CO NALEŻY ZROBIĆ: Przepisz bez żadnych zmian wszystkie wiersze od tego, który zawiera „point: the green grass blade, one”, aż do ostatniego wiersza danych poniżej, z oboma krańcami włącznie.

Wpisy do identyfikacji lokalizacji:
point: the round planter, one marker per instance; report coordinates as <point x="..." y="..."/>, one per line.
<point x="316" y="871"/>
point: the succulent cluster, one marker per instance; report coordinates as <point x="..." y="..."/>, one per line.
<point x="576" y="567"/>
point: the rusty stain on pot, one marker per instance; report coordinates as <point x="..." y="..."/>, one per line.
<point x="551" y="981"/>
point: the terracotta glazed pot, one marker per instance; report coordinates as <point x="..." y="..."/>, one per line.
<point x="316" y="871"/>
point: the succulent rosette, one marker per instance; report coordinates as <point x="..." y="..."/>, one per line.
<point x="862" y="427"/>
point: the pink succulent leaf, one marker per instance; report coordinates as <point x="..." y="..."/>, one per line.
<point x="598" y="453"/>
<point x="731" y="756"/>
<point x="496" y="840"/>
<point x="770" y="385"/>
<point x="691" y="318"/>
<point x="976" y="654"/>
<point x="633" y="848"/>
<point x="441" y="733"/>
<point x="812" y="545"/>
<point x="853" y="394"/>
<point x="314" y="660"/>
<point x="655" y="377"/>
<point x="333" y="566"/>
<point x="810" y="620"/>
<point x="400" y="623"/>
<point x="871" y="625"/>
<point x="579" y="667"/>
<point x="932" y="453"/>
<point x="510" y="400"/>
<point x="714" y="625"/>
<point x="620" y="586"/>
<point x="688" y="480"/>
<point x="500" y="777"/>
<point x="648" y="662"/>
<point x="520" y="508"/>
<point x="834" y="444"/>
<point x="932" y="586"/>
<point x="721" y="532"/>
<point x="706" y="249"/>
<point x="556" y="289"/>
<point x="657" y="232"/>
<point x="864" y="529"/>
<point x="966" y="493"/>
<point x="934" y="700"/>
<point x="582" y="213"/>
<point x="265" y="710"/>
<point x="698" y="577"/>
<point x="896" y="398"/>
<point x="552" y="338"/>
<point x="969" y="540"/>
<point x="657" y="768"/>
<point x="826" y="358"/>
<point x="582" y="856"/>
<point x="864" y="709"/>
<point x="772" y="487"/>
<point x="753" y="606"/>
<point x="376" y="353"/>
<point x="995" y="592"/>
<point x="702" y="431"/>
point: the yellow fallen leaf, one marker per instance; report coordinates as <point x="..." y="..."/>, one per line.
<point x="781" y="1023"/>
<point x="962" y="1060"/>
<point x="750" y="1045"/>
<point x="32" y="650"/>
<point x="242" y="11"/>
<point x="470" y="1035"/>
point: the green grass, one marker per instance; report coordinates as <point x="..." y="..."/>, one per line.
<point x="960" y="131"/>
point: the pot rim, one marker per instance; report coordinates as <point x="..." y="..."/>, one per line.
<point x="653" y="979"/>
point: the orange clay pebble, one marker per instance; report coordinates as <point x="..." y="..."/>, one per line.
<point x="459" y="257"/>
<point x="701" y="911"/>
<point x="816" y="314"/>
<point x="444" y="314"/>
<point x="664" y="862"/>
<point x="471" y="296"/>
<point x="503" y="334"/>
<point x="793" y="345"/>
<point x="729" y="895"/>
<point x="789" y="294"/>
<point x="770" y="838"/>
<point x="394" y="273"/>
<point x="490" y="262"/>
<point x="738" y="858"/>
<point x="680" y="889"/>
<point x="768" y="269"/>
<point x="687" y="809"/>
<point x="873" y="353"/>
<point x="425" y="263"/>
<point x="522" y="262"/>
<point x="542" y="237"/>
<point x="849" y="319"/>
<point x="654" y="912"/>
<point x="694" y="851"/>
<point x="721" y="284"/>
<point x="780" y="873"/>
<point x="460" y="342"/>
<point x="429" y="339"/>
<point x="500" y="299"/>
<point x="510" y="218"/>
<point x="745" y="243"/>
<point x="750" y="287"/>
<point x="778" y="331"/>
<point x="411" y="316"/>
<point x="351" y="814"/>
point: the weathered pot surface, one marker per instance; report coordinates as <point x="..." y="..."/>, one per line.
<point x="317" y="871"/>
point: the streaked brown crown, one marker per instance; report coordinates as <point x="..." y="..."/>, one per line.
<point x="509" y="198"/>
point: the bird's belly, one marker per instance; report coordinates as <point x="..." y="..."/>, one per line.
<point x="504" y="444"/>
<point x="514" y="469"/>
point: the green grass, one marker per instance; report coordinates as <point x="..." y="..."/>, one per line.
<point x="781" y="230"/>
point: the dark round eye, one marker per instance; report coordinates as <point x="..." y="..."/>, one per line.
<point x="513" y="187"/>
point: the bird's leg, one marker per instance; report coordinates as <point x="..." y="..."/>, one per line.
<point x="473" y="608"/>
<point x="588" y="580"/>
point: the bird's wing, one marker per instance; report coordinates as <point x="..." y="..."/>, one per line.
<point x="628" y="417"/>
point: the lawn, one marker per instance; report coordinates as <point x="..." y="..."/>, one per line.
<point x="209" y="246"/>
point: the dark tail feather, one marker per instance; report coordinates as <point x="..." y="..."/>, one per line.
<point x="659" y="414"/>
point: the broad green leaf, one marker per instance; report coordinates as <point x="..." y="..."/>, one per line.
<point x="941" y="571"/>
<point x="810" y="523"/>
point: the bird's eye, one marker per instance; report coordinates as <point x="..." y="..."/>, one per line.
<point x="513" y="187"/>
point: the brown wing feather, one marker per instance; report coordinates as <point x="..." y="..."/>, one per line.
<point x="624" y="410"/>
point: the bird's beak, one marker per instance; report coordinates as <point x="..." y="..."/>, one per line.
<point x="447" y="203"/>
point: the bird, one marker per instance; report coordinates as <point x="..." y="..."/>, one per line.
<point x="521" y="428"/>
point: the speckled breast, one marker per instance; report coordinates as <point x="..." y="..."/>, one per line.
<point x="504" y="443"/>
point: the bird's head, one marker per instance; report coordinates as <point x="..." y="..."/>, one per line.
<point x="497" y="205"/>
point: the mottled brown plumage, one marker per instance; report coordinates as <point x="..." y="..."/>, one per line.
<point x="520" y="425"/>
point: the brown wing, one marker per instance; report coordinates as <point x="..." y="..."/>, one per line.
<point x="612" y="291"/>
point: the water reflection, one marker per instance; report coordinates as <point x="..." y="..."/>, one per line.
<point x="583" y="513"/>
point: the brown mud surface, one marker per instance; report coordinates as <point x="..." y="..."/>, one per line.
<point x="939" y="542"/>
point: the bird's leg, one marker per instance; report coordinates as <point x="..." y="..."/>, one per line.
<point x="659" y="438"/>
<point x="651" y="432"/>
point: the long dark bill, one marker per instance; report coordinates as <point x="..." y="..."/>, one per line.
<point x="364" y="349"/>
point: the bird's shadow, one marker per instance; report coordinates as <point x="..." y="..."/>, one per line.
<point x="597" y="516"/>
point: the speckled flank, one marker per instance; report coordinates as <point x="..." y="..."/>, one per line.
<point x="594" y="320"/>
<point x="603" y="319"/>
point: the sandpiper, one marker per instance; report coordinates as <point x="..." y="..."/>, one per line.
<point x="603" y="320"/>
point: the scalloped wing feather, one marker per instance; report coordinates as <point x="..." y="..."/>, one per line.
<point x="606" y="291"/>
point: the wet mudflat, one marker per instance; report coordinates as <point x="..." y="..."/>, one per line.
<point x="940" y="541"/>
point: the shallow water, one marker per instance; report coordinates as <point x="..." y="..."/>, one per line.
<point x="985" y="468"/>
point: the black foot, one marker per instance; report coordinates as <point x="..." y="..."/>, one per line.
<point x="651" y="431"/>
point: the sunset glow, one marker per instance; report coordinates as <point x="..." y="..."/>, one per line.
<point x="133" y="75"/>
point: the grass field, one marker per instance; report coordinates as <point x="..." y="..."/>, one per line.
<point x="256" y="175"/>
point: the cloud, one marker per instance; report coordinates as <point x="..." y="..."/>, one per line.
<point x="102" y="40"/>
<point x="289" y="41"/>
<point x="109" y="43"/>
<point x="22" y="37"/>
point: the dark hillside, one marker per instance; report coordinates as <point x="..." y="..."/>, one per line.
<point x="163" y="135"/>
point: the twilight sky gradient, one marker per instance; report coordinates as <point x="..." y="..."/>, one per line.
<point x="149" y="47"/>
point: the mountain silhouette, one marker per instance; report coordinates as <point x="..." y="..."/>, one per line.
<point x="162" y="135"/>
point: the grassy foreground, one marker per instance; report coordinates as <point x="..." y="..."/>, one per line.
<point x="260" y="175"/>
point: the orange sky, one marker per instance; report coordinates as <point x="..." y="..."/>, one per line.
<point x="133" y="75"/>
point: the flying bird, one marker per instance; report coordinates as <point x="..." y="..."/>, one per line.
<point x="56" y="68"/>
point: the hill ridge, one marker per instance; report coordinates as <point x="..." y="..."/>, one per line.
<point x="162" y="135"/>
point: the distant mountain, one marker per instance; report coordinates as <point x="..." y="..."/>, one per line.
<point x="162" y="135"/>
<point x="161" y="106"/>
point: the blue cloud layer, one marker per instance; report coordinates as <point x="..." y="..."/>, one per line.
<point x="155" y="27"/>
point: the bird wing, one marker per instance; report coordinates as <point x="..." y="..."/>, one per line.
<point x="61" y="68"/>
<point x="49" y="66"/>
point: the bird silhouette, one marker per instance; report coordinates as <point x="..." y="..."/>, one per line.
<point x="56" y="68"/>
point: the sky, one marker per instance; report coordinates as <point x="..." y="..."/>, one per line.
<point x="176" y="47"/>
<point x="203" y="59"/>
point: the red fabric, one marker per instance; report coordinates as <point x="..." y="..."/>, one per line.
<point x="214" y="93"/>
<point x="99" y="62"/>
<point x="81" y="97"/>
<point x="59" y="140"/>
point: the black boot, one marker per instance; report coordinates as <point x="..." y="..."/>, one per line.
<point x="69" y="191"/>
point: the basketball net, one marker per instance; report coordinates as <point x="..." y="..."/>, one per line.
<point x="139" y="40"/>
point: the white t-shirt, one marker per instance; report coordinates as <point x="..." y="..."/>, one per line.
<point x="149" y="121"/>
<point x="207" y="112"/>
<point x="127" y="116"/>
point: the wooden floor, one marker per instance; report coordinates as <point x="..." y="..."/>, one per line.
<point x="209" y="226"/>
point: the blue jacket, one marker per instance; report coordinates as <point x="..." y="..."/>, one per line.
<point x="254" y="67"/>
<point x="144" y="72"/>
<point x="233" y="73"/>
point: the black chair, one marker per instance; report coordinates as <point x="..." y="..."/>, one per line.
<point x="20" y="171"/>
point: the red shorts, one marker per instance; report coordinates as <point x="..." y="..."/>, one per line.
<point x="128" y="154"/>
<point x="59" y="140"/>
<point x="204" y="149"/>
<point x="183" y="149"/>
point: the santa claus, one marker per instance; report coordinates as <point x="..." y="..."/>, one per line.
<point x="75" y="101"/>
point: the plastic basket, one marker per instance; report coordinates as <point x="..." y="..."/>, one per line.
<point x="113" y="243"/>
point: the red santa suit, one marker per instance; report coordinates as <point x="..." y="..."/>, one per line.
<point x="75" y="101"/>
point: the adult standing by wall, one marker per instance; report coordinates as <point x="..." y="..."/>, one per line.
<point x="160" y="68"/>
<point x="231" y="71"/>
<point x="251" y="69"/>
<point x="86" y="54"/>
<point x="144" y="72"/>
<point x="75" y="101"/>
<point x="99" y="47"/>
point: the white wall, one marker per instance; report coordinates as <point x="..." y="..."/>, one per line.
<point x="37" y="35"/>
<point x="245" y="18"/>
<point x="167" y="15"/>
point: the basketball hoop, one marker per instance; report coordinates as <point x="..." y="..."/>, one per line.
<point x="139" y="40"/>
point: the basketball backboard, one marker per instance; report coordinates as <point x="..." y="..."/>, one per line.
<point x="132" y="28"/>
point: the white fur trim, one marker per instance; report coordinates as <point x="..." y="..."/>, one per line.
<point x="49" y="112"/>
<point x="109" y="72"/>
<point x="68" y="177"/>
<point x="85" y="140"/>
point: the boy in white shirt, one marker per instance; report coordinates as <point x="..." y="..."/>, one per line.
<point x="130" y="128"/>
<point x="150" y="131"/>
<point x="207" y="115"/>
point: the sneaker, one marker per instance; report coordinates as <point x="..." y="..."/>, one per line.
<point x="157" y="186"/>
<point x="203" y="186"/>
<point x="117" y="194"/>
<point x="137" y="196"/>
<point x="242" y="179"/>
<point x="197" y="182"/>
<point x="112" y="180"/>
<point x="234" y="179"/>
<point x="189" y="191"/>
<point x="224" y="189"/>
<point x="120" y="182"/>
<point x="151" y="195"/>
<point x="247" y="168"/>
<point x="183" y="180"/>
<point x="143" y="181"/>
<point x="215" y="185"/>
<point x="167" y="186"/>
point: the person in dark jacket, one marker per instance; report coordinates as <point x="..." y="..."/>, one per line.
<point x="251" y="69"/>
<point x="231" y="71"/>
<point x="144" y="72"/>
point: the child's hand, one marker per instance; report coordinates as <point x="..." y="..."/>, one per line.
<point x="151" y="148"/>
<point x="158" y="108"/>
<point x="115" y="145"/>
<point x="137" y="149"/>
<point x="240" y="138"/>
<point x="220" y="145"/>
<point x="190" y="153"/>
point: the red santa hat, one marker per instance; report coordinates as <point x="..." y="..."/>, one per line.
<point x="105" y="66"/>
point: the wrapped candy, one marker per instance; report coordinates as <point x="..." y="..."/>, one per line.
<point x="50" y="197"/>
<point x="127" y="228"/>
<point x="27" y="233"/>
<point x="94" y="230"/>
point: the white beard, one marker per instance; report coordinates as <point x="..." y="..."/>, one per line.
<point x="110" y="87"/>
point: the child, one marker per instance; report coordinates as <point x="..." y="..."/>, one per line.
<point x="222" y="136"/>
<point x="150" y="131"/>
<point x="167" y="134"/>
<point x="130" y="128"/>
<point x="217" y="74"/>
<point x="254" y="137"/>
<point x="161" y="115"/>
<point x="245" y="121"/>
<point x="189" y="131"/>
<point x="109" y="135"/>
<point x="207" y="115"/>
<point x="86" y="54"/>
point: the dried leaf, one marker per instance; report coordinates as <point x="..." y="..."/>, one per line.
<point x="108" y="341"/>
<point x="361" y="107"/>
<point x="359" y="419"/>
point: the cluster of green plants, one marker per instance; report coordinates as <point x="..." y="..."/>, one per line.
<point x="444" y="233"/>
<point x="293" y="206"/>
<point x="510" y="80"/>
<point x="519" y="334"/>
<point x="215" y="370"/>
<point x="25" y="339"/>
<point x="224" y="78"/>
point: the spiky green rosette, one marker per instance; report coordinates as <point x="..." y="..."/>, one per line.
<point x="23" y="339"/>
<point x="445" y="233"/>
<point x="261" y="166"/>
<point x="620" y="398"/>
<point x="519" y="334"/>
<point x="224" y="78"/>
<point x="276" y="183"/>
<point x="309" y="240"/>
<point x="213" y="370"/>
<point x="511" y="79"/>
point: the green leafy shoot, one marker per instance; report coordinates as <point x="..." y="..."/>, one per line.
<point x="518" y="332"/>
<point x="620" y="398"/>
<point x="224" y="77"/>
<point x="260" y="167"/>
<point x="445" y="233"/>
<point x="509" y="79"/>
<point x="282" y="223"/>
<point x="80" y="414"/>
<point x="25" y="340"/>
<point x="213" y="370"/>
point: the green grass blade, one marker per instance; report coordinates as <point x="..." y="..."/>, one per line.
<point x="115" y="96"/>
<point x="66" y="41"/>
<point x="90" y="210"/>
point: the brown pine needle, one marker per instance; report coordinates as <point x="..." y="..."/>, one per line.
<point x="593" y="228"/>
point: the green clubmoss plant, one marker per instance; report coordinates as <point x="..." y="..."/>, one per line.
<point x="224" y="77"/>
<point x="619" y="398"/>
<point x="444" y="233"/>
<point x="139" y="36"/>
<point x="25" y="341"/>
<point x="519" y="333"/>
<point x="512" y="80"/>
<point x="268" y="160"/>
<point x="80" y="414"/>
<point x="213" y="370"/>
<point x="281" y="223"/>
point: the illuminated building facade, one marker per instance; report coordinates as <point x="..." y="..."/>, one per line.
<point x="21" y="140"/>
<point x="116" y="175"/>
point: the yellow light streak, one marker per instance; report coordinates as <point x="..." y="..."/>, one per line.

ODPOWIEDŹ DO ĆWICZENIA:
point: the green grass blade, one marker per instance; report coordinates as <point x="..." y="..."/>, one per line.
<point x="115" y="96"/>
<point x="66" y="41"/>
<point x="90" y="210"/>
point: the brown pine needle, one marker per instance; report coordinates as <point x="..." y="..."/>, one per line.
<point x="593" y="228"/>
point: the green clubmoss plant, one marker per instance; report coordinates as <point x="..." y="..."/>, one per line.
<point x="224" y="77"/>
<point x="619" y="398"/>
<point x="444" y="233"/>
<point x="139" y="36"/>
<point x="25" y="341"/>
<point x="519" y="333"/>
<point x="512" y="80"/>
<point x="268" y="160"/>
<point x="80" y="414"/>
<point x="213" y="370"/>
<point x="281" y="223"/>
point: the illuminated building facade, one marker per instance; report coordinates as <point x="..." y="..."/>, one per line.
<point x="21" y="140"/>
<point x="116" y="175"/>
point: the yellow light streak, one marker per instance; report coordinates as <point x="..." y="..."/>, one per line.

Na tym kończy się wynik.